======== Task input

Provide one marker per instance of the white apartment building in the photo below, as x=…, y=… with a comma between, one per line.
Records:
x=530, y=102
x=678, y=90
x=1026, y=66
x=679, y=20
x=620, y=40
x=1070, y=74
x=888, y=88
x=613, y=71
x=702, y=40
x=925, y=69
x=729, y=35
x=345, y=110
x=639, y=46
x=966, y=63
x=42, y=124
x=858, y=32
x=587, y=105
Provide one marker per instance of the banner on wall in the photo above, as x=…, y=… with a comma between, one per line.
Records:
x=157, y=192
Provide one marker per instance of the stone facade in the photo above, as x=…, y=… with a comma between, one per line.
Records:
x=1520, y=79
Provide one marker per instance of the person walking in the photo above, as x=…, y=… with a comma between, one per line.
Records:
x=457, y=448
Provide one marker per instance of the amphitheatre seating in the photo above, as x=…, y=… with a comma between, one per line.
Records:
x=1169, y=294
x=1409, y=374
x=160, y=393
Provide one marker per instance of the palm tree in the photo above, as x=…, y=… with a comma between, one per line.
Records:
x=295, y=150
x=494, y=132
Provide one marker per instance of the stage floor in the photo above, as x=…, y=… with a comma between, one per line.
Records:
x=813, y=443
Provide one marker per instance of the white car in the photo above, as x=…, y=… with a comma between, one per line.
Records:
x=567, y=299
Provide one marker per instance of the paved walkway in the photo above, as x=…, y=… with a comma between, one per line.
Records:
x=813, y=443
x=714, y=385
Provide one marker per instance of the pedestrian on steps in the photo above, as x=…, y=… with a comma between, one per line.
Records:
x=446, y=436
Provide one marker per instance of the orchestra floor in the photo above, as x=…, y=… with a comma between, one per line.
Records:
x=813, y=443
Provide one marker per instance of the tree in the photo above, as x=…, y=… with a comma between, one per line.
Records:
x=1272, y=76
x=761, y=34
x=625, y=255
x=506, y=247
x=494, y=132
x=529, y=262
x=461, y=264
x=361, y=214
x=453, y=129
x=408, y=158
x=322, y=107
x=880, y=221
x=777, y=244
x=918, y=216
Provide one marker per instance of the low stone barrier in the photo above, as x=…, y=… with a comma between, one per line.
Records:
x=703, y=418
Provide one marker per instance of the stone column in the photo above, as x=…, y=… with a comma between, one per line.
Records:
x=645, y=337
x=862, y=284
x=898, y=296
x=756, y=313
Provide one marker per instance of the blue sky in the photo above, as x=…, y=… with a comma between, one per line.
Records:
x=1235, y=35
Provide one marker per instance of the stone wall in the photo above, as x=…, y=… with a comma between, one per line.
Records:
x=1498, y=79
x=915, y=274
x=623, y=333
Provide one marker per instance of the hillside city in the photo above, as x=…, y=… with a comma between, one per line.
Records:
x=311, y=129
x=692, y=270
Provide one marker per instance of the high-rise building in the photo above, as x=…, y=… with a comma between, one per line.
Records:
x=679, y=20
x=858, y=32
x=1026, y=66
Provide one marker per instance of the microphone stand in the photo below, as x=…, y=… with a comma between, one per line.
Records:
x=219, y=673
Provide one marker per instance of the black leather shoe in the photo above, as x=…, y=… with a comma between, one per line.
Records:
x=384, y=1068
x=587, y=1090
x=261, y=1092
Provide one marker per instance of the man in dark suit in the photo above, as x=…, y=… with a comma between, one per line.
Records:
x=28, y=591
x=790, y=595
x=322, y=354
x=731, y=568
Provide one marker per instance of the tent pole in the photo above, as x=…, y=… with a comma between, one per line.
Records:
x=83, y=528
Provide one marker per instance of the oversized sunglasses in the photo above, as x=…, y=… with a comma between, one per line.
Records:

================

§ Task directions: The word "below" appears in some of the lines above. Copy those lines.

§ Response for this exercise:
Provide one marker per instance of the white apartment building in the photo below, as x=…, y=… with a comma between, one per line.
Provide one marker per instance of the microphone stand in the photo below, as x=…, y=… with a comma between, one per line.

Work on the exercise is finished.